» LA CONSIGNE: Pouvez-vous écrire la suite du texte sur la filiation et la transmission, en reprenant après sa dernière phrase ?

» PASSAGE FOURNI:
┄┄┄┄┄┄┄┄┄┄
L’ouvrage traite de la fabrique des parents, de l’identité, du désir. Il aborde les questions de filiation, de transmission, d’appartenance, et d’identité au prisme du judaïsme, tout en produisant une réflexion plus large sur le sens de la transmission dans la société contemporaine. De fait, l’individu contemporain est pris entre, d’une part, l’injonction de la société individualiste pour laquelle l’homme doit se construire lui-même dans un fantasme d’auto-fondation et, d’autre part, le repli identitaire qui conduit au communautarisme.

Avec la transmission, notamment en matière de religion, on suggère l’emprise du groupe sur l’individu, là où l’individu devrait avoir le choix. Mais la liberté de choix ne peut-elle pas s’exprimer à partir du moment où une option est déjà présélectionnée ? C’est à partir de l’héritage reçu que l’on peut, librement, choisir de s’en détacher, ou de le renforcer. Sans transmission culturelle, sans bain de langage, on ne peut parvenir à construire son identité propre. « Notre époque […] est prompte à dénoncer toutes les aliénations, particulièrement celles des familles, et à encenser le principe de libération de l’individu au nom du droit qu’aurait chacun dès l’enfance à s’autodéterminer, à se libérer du carcan que la naissance impose » (p. 12).
┄┄┄┄┄┄┄┄┄┄
» LIGNES:
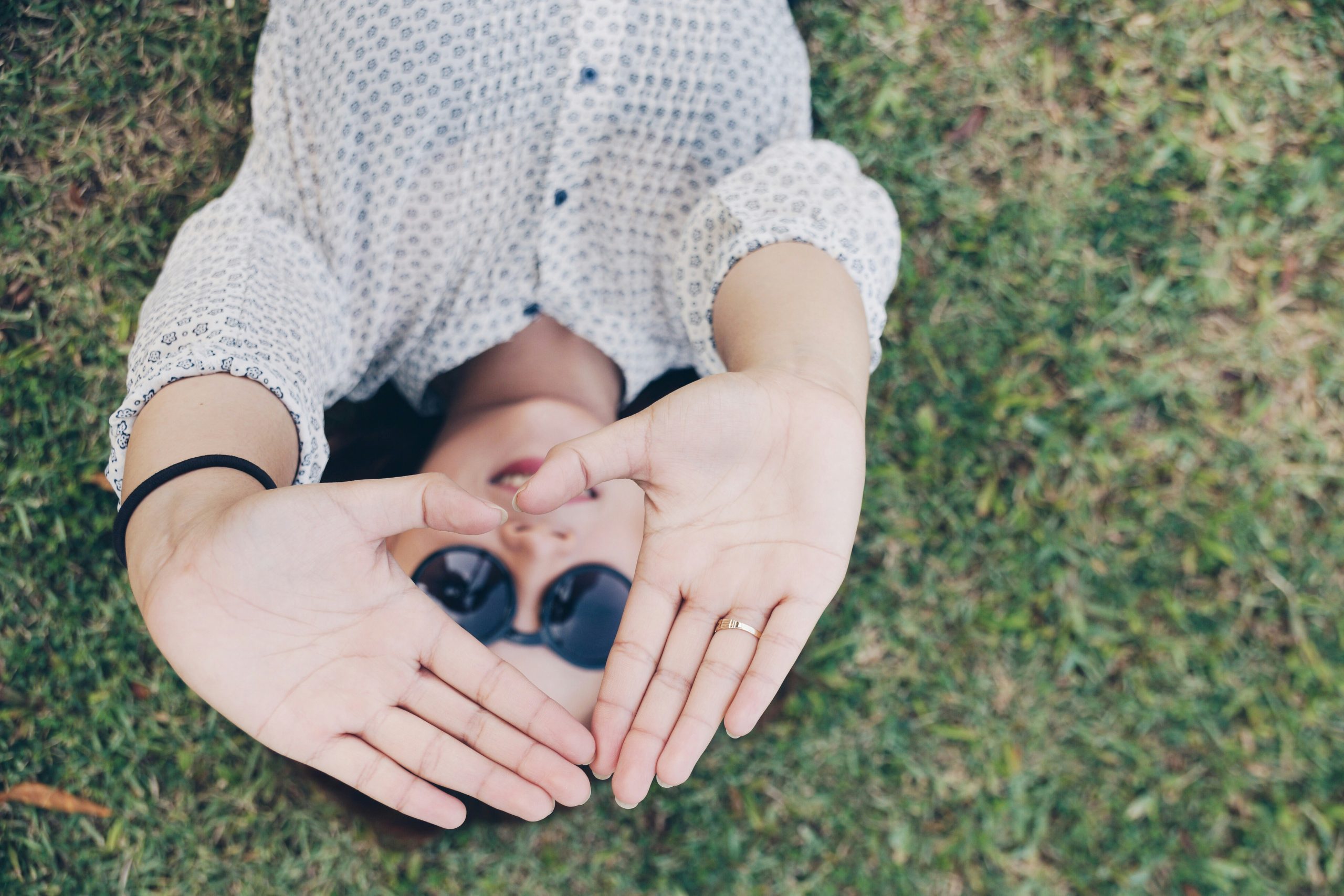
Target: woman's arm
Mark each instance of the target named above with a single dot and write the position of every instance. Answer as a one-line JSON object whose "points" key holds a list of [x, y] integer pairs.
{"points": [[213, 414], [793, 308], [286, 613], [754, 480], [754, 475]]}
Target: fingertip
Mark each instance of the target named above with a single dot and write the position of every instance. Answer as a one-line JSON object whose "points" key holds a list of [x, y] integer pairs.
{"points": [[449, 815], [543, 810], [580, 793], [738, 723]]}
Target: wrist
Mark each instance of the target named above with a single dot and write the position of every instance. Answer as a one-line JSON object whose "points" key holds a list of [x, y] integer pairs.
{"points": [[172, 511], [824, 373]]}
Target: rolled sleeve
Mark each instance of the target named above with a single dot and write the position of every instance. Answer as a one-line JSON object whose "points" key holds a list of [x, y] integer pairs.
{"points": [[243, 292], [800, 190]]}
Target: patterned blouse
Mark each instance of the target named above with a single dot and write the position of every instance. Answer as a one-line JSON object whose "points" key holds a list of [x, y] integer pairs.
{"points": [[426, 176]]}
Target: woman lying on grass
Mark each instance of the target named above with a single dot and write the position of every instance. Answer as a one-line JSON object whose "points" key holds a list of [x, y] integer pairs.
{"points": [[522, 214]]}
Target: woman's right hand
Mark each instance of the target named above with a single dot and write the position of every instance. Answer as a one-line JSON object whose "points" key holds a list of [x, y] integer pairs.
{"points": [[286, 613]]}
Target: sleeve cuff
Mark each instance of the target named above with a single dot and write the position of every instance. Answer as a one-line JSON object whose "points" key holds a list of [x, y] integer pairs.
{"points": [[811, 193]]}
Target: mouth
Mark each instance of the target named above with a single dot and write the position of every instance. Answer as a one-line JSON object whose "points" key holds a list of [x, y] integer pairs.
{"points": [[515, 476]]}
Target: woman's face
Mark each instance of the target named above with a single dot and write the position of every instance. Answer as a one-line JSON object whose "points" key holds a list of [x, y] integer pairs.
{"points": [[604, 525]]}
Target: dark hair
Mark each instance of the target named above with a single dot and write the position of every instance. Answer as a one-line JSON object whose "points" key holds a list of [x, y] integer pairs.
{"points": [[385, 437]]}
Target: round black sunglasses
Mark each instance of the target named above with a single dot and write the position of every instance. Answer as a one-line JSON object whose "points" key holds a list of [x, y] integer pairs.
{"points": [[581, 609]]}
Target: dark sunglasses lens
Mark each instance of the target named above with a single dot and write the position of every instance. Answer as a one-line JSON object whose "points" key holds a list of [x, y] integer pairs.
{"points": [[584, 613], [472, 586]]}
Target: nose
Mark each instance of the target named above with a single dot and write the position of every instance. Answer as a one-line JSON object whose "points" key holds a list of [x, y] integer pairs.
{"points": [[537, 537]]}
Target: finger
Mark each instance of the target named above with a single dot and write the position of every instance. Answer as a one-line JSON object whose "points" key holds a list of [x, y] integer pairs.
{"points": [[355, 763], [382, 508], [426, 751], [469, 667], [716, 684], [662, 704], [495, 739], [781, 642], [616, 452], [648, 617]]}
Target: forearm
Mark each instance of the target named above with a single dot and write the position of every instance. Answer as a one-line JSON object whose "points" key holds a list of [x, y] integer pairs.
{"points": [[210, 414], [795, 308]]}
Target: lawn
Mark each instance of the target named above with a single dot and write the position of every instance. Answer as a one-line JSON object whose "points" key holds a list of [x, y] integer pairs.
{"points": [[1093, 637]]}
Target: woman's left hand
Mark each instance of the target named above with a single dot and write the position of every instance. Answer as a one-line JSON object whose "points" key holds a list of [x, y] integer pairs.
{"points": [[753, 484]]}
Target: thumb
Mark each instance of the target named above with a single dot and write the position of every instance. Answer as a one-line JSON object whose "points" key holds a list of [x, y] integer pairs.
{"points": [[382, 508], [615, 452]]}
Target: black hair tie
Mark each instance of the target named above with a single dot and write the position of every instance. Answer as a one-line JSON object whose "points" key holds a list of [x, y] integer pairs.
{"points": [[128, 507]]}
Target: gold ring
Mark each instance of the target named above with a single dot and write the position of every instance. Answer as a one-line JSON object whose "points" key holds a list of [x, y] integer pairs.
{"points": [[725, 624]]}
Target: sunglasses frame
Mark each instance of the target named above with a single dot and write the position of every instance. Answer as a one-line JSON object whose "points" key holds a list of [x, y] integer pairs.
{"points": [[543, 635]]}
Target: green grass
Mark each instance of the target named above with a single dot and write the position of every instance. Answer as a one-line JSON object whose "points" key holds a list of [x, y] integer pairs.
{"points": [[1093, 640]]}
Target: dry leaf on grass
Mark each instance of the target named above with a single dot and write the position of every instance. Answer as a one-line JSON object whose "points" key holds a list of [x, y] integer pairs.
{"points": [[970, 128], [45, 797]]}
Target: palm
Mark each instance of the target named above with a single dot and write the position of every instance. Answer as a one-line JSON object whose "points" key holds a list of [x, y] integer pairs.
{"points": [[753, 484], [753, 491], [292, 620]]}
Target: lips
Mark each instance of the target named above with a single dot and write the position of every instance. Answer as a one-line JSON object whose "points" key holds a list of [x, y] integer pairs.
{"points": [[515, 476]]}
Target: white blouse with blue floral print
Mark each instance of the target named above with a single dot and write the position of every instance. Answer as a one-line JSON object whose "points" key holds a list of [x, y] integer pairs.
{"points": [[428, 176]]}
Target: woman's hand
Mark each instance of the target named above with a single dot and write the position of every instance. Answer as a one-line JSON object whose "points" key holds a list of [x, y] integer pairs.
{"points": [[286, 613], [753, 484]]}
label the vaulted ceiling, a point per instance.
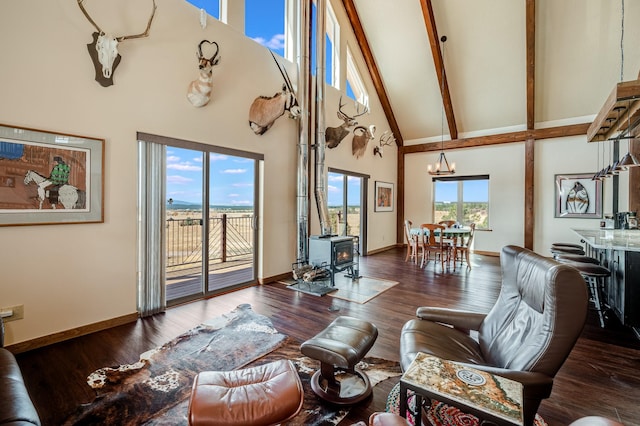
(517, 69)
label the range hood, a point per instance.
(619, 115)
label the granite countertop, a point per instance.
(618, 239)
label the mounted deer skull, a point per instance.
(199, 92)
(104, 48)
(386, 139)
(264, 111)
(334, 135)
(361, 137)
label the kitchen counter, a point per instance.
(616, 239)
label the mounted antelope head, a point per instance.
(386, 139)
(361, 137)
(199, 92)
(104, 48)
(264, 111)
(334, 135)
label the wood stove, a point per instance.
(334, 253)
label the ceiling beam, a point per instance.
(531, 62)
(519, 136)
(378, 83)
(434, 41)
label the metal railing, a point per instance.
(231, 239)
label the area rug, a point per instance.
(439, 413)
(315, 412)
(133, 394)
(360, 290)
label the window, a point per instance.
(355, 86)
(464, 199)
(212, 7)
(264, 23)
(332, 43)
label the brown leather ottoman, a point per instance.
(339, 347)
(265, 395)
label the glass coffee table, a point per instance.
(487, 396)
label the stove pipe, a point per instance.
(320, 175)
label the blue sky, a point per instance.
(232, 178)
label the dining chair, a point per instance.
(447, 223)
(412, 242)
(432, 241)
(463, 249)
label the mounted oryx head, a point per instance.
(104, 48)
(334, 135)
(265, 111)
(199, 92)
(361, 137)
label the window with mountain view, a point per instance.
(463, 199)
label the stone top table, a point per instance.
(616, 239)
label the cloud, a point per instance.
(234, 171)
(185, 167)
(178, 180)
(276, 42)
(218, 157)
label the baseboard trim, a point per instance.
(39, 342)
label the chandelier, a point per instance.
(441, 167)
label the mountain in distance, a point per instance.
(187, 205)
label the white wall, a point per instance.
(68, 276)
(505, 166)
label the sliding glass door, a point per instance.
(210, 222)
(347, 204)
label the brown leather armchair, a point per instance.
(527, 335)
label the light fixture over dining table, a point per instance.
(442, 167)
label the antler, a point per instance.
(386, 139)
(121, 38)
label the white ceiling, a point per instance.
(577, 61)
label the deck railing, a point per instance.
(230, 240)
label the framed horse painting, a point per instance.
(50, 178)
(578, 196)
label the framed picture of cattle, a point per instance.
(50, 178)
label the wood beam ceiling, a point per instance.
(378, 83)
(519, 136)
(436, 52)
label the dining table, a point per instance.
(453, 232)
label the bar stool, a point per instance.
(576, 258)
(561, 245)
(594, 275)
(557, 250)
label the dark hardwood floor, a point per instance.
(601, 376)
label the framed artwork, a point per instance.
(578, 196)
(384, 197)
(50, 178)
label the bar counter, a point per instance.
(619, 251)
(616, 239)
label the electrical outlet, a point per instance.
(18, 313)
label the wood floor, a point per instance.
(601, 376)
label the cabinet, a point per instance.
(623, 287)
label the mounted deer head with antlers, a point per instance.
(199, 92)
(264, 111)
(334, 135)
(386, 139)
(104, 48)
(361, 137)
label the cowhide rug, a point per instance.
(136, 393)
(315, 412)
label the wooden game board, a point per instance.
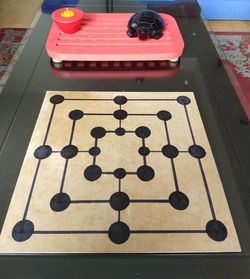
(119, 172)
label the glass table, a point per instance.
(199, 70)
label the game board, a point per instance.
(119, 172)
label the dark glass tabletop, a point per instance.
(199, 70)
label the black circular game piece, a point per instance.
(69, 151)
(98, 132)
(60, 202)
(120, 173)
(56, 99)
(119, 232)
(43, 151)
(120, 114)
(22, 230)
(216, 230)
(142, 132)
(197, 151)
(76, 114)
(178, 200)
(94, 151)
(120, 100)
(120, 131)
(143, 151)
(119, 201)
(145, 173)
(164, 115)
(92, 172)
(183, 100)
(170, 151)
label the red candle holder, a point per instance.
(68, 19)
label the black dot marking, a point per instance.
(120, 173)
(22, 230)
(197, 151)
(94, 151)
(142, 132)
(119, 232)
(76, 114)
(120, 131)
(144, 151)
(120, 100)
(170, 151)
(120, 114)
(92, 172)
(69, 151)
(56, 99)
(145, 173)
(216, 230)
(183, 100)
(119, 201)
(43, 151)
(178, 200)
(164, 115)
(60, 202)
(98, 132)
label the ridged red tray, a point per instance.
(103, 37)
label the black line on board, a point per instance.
┄┄┄┄┄┄┄┄┄┄
» RÉPONSE À L'EXERCICE:
Nait-on Juif ou le devient-on ? Affaire de naissance, de croyance ou de pratique ? Cette interrogation guide la réflexion de Delphine Horvilleur qui, pour donner des pistes de réponses, mêle mythologie biblique et culture populaire contemporaine. L’auteure manie l’humour tout au long de l’ouvrage ce qui lui permet, à travers les stéréotypes, d’aborder des questions fondamentales, de la réputation de la mère juive (« Mon chéri, mets un pull parce que j’ai froid ! ») à la (remise en) question de la filiation matrilinéaire dans le judaïsme.

2. La sortie d’Égypte

Le récit de la sortie hors d’Égypte (l’Exode) tient une place centrale dans la tradition juive. Le récit, lu à Pessah, la Pâque juive, raconte l’émancipation des Hébreux tenus en esclavage en Égypte depuis des siècles. Ils parviennent, sous la conduite de Moïse et d’Aaron, au pays de Canaan. Après le célèbre épisode de la traversée de la mer à pied sec survient l’un des événements fondateurs du judaïsme, où Moïse reçoit les Tables de la Loi au mont Sinaï.

L’Égypte fait figure de matrice pour le peuple hébreu quand bien même la terre promise est ailleurs. L’Exode est perçu comme un enfantement ou un engendrement dans une métaphore filée jusqu’à la volonté de retour du peuple vers la terre mère. Lors de la fête de Pessah, chaque convive revit la sortie d’Égypte à la première personne, bien qu’il s’agisse d’un passé collectif. Si on ne sait pas quelle valeur historique on peut donner à ces événements, ils sont en tout cas mythiques au sens où ils font écho au présent et peuvent être revécus en tout temps. Il s’agit de la libération que chacun peut faire intimement, pour soi.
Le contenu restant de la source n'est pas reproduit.